[WHAT THE TASK REQUIRES] Scale the answer coordinates in the records by 1.4, rounding each to a whole number with halves rounded up. Reproduce only the lines starting at the one containing "Question. Place one point on every instance of the car roof" and ending at the one containing "x=941 y=497", requests included, and leave the numbers in the requests and their sample lines unchanged.

Location labeling records:
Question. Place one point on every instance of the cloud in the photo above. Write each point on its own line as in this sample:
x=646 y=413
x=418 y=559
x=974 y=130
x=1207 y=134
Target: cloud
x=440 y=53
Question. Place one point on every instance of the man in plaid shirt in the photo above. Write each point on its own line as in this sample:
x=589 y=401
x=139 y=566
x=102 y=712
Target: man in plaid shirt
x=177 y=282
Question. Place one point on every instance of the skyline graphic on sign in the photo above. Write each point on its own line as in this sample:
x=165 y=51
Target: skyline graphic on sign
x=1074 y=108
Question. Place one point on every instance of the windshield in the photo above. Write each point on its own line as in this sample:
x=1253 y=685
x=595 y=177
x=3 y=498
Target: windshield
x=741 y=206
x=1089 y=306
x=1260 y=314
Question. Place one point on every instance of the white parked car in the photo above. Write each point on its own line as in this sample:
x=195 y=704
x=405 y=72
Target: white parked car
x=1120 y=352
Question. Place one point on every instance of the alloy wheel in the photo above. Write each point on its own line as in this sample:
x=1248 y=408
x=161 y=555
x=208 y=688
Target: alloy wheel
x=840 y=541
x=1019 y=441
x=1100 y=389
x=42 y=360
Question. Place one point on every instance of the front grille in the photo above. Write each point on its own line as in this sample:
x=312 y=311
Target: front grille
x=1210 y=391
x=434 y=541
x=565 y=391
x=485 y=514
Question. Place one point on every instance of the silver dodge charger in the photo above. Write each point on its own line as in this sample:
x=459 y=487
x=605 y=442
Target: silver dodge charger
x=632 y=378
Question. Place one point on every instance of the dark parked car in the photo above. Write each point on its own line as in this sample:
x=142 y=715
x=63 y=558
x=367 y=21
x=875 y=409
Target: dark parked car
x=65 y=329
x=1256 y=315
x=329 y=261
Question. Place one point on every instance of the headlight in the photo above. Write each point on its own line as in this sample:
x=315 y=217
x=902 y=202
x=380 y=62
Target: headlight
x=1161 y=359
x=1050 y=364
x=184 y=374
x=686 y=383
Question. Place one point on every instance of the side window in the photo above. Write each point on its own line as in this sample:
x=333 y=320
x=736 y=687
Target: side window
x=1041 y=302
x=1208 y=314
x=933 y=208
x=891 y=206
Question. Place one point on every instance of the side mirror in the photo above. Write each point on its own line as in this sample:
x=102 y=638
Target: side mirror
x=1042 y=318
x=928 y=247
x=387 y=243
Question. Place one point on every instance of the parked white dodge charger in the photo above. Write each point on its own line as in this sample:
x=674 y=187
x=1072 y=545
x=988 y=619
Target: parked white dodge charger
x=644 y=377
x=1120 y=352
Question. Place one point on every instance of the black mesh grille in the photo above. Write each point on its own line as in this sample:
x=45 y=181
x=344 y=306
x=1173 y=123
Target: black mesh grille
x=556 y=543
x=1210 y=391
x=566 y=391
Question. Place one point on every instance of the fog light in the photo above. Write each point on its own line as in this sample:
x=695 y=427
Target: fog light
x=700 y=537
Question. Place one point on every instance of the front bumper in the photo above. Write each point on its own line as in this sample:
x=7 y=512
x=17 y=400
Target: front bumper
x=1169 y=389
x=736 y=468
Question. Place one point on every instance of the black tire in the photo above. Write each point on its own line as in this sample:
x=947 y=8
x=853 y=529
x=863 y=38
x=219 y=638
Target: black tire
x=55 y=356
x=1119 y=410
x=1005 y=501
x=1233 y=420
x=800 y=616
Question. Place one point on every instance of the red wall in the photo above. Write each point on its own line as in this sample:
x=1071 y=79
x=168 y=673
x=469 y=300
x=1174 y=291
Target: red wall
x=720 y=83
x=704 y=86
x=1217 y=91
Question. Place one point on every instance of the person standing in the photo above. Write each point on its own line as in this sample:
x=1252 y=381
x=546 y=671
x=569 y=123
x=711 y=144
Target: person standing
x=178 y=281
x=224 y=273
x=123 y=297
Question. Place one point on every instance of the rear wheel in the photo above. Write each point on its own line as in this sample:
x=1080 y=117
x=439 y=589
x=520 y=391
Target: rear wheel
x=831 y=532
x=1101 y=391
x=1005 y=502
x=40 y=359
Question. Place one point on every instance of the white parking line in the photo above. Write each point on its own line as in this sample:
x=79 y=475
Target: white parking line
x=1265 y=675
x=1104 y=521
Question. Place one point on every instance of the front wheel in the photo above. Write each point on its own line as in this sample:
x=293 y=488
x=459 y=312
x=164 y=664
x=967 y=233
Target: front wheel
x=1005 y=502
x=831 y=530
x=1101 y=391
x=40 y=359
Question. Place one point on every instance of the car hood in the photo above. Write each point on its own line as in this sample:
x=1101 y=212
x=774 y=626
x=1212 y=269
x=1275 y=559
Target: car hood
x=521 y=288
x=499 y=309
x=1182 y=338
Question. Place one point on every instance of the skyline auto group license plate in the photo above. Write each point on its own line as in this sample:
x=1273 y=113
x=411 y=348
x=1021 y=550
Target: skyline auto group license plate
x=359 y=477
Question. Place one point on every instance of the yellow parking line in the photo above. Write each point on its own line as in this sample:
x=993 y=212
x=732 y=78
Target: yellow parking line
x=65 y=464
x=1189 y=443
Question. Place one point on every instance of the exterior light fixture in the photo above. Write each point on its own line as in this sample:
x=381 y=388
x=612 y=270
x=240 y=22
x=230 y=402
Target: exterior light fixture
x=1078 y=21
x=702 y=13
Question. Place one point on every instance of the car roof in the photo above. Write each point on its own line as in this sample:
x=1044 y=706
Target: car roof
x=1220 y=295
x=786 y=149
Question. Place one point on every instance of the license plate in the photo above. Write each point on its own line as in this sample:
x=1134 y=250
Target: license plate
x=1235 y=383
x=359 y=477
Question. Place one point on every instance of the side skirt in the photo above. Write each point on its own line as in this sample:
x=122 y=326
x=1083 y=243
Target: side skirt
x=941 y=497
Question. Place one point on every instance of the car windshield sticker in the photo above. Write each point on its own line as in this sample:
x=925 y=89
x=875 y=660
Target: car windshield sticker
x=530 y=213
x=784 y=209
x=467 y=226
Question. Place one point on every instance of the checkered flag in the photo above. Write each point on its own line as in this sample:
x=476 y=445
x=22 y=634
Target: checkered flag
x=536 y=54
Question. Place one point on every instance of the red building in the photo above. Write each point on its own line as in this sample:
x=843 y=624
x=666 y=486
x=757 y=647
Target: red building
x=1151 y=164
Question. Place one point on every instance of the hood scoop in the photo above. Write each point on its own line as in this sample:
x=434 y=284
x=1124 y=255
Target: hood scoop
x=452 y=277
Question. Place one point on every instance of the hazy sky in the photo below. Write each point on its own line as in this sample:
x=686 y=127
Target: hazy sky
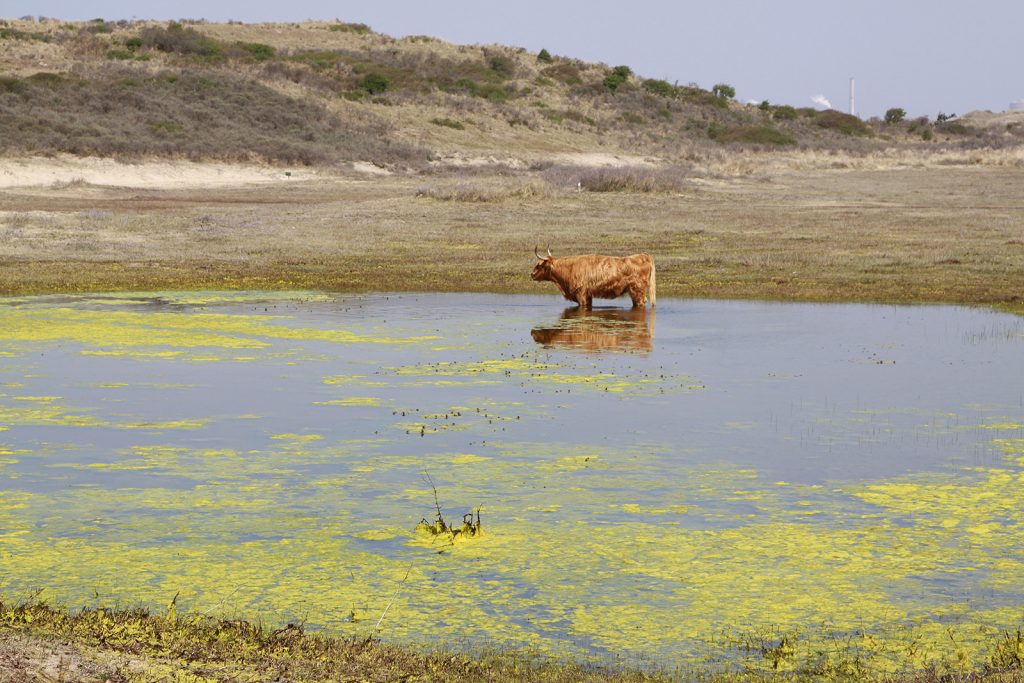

[EXERCISE ANSWER]
Question. Place one point on every instance of the car roof in the photo above. Write each point on its own line as in this sample:
x=1044 y=706
Target: car roof
x=1708 y=413
x=1100 y=209
Question. Place one point on every instance of the license plate in the photo above. Write each point on its own line as in this sample:
x=1134 y=250
Target: license plate
x=1729 y=536
x=503 y=668
Question. Place one point on every instance of the side skirt in the photo above. Write each point on its own line as in this sample:
x=122 y=326
x=1083 y=243
Target: side skirt
x=1317 y=696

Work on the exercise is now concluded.